The listing below should be printed exactly, every line of it. Skip the pictures.

-- START OF DATASET --

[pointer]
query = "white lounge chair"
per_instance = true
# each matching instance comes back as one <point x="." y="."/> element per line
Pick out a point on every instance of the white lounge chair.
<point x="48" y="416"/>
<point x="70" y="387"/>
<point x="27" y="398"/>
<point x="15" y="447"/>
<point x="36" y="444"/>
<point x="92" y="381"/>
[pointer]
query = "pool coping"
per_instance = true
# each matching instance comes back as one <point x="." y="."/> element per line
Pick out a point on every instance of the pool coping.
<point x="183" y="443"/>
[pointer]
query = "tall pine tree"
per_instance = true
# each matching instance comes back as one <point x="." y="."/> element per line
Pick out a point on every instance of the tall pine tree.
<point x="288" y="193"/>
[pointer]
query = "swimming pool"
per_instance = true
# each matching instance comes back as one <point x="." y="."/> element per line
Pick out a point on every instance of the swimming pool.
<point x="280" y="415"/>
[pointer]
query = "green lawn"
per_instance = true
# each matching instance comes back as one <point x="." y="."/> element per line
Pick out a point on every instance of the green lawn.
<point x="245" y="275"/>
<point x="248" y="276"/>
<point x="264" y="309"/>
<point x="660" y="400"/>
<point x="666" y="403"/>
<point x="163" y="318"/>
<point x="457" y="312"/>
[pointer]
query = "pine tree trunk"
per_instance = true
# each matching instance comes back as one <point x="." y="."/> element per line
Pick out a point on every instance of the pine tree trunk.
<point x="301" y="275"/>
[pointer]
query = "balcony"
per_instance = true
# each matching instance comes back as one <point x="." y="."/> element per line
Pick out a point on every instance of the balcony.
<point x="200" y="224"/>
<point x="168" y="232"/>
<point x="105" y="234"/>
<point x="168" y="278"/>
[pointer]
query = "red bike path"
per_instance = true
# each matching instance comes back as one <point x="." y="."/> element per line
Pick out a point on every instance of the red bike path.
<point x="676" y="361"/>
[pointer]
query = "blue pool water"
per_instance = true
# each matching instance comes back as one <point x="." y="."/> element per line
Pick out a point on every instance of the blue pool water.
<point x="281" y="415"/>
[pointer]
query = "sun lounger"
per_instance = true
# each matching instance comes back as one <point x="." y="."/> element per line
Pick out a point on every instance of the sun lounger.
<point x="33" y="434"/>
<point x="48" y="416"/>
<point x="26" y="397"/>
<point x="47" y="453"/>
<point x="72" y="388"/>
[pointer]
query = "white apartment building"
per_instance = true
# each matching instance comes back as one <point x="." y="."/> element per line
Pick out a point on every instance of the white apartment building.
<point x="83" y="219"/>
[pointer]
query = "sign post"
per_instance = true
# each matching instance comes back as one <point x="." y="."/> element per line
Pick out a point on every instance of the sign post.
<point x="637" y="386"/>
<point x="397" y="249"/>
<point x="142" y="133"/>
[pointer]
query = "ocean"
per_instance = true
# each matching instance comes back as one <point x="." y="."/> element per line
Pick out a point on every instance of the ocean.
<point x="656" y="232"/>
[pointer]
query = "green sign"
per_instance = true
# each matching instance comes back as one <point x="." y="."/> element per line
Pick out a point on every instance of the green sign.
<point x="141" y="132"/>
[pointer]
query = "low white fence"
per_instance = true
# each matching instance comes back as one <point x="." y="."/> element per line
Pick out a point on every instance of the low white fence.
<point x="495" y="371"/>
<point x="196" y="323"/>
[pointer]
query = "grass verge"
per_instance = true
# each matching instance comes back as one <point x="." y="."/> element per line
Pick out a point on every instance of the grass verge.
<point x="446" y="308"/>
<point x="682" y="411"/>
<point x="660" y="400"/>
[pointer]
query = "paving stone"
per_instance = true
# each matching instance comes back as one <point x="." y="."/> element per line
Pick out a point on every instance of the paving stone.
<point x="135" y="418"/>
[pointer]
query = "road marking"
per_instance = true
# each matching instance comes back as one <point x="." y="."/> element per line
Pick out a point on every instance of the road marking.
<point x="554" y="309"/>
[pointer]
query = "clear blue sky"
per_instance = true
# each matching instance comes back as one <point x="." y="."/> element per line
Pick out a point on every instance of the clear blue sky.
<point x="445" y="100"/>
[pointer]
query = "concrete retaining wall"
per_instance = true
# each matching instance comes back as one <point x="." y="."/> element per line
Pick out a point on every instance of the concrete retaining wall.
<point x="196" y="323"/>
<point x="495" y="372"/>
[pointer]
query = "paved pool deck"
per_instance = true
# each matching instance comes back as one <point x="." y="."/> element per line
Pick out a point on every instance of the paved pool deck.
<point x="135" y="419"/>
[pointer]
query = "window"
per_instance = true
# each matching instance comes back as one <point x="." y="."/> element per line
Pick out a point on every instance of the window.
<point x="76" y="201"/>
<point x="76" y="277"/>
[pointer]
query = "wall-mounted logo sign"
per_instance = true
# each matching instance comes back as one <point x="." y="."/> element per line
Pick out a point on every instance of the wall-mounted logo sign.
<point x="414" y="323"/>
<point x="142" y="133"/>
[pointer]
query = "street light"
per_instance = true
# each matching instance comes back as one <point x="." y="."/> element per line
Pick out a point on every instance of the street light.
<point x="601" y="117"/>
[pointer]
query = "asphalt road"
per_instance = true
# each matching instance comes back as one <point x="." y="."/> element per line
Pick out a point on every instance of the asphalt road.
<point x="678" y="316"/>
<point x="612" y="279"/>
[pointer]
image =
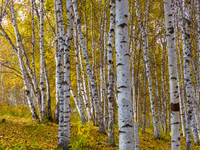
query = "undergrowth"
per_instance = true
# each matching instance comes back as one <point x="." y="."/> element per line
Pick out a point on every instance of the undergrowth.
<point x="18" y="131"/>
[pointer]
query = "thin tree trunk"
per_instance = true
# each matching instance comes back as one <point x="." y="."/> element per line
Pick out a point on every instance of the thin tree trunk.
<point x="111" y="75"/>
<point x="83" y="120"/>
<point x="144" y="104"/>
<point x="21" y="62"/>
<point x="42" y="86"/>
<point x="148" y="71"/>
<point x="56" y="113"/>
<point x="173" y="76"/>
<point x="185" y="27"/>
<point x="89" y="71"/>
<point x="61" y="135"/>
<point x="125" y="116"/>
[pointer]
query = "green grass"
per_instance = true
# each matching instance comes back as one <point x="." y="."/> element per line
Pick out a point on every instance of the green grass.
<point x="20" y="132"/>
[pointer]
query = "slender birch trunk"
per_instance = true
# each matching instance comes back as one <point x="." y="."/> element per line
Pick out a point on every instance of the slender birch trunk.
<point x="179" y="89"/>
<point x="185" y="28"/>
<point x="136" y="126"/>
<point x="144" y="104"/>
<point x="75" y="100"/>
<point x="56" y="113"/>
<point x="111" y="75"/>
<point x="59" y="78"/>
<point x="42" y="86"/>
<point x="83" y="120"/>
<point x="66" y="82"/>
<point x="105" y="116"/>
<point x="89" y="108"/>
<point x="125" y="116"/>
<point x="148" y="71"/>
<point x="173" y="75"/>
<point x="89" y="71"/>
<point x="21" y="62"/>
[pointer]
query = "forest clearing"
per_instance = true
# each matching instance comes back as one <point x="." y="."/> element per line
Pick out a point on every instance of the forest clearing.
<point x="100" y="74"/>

-- END OF DATASET --

▶ **ANSWER TO THE TASK**:
[pointer]
query = "white lounge chair"
per_instance = true
# each matching instance comes back as one <point x="." y="."/> element per line
Pick out a point on every instance of the white lounge chair.
<point x="48" y="416"/>
<point x="70" y="387"/>
<point x="27" y="398"/>
<point x="15" y="447"/>
<point x="36" y="444"/>
<point x="92" y="381"/>
[pointer]
query = "pool coping"
per_instance = true
# each matching instance comes back as one <point x="." y="."/> element per line
Pick out a point on every instance of the pool coping.
<point x="183" y="443"/>
[pointer]
query = "tall pine tree"
per_instance = true
# each matching instance comes back as one <point x="." y="."/> element per line
Pick out a point on every instance of the tall pine tree.
<point x="288" y="193"/>
[pointer]
query = "swimming pool"
per_instance = true
# each matching instance comes back as one <point x="." y="."/> element per line
Pick out a point on every instance of the swimming pool.
<point x="280" y="415"/>
[pointer]
query = "green lawn"
per_instance = true
# each matching instance comes back as one <point x="." y="."/> element per line
Pick out a point on every instance of the green lawn.
<point x="245" y="275"/>
<point x="248" y="276"/>
<point x="264" y="309"/>
<point x="660" y="400"/>
<point x="666" y="403"/>
<point x="163" y="318"/>
<point x="457" y="312"/>
[pointer]
query = "pine tree trunk"
per_instance = true
# each matching instance comes back as one <point x="." y="."/> element per line
Pick out a point on every instance of the pine tree trunk.
<point x="301" y="275"/>
[pointer]
query = "balcony"
per_instance = true
# each matching instance comes back as one <point x="." y="."/> element per line
Pick out a point on every instance of the balcony.
<point x="200" y="224"/>
<point x="168" y="232"/>
<point x="105" y="234"/>
<point x="168" y="278"/>
[pointer]
query = "red bike path"
per_instance = true
# each matching instance comes back as one <point x="." y="."/> element per line
Pick out a point on every instance of the red bike path.
<point x="676" y="361"/>
[pointer]
query = "blue pool water"
per_instance = true
# each matching instance comes back as one <point x="." y="."/> element per line
Pick out a point on every instance of the blue pool water.
<point x="281" y="415"/>
[pointer]
query = "sun lounger"
per_instance = true
# each matching instance comes back as one <point x="." y="."/> element per line
Pick out a point on every instance of the sun lounger.
<point x="33" y="434"/>
<point x="48" y="416"/>
<point x="26" y="397"/>
<point x="47" y="453"/>
<point x="72" y="388"/>
[pointer]
query = "white apartment building"
per_instance = true
# each matching instance comes back as one <point x="." y="."/> element per line
Pick out a point on every instance of the white apartment building.
<point x="83" y="219"/>
[pointer]
query = "sign post"
per_instance = true
# each matching instance comes back as one <point x="." y="."/> element per line
Pick out a point on every instance of the sign post.
<point x="637" y="386"/>
<point x="397" y="249"/>
<point x="142" y="133"/>
[pointer]
query = "ocean"
per_instance = true
# each matching instance comes back as one <point x="." y="."/> element per line
Pick out a point on every instance of the ocean.
<point x="656" y="232"/>
[pointer]
query = "green sign"
per_instance = true
# each matching instance comes back as one <point x="." y="."/> element per line
Pick out a point on every instance of the green sign.
<point x="141" y="132"/>
[pointer]
query = "low white fence"
per_instance = true
# each matching instance comes back as one <point x="." y="."/> element per line
Pick out a point on every instance of the low white fence.
<point x="495" y="371"/>
<point x="196" y="323"/>
[pointer]
query = "grass verge"
per_instance = true
# each matching instance comes back as one <point x="." y="."/> element per line
Pick out a point on every instance of the grass verge.
<point x="446" y="308"/>
<point x="682" y="411"/>
<point x="660" y="400"/>
[pointer]
query = "paving stone"
per_instance = true
# each matching instance comes back as one <point x="." y="."/> element per line
Pick out a point on every instance of the paving stone.
<point x="135" y="418"/>
[pointer]
query = "road marking"
per_instance = true
# each matching instance comes back as one <point x="." y="."/> element per line
Pick out a point on every instance of the road marking.
<point x="554" y="309"/>
[pointer]
query = "clear blue sky"
per_instance = true
# each matching instance comes back as one <point x="." y="."/> element per line
Pick out a point on every instance of the clear blue sky.
<point x="445" y="100"/>
[pointer]
query = "concrete retaining wall"
per_instance = true
# each matching instance comes back as one <point x="." y="."/> element per line
Pick out a point on every instance of the concrete retaining wall.
<point x="196" y="323"/>
<point x="495" y="372"/>
[pointer]
query = "paved pool deck"
per_instance = true
# each matching instance comes back as one <point x="." y="."/> element per line
Pick out a point on every instance of the paved pool deck.
<point x="135" y="419"/>
[pointer]
query = "window"
per_instance = true
# each matching instance comes back as one <point x="." y="."/> element per line
Pick out a point on every instance of the window.
<point x="76" y="201"/>
<point x="76" y="277"/>
[pointer]
query = "wall-mounted logo sign"
per_instance = true
# each matching instance comes back as one <point x="." y="."/> element per line
Pick out a point on every instance of the wall-mounted logo sign.
<point x="414" y="323"/>
<point x="142" y="133"/>
[pointer]
query = "street light"
per_instance = true
# each matching instance comes back as one <point x="." y="."/> element per line
Pick out a point on every instance of the street light.
<point x="601" y="117"/>
[pointer]
query = "asphalt road"
per_instance = true
# each matching instance comes back as one <point x="." y="."/> element per line
Pick out a point on every instance of the asphalt road.
<point x="678" y="316"/>
<point x="612" y="279"/>
[pointer]
image =
query = "undergrowth"
per_instance = true
# each matching instance comes back as one <point x="." y="."/> element per line
Pick out a point on every instance of the undergrowth.
<point x="18" y="131"/>
[pointer]
query = "thin tree trunk"
per_instance = true
# each matching instance comes back as one <point x="." y="."/> element per line
Pick out a point on every instance of the thin tree trunk.
<point x="111" y="75"/>
<point x="83" y="120"/>
<point x="144" y="104"/>
<point x="21" y="62"/>
<point x="42" y="86"/>
<point x="148" y="71"/>
<point x="56" y="113"/>
<point x="173" y="76"/>
<point x="185" y="27"/>
<point x="89" y="71"/>
<point x="61" y="135"/>
<point x="125" y="116"/>
[pointer]
query = "green grass"
per_instance = true
# each matching instance comes back as one <point x="." y="."/> element per line
Pick out a point on every instance of the green grass.
<point x="20" y="132"/>
[pointer]
query = "slender birch trunk"
per_instance = true
# each matching instance comes back as one <point x="." y="."/> element per line
Pick out a point on every instance of the slender birch trunk.
<point x="179" y="89"/>
<point x="185" y="28"/>
<point x="136" y="126"/>
<point x="144" y="104"/>
<point x="75" y="100"/>
<point x="56" y="113"/>
<point x="111" y="75"/>
<point x="59" y="78"/>
<point x="42" y="86"/>
<point x="83" y="120"/>
<point x="66" y="82"/>
<point x="105" y="116"/>
<point x="89" y="108"/>
<point x="125" y="116"/>
<point x="148" y="71"/>
<point x="173" y="75"/>
<point x="89" y="71"/>
<point x="21" y="62"/>
[pointer]
query = "forest clearing"
per_instance = true
# each matching instance comes back as one <point x="." y="."/> element per line
Pick out a point on every instance of the forest clearing.
<point x="100" y="74"/>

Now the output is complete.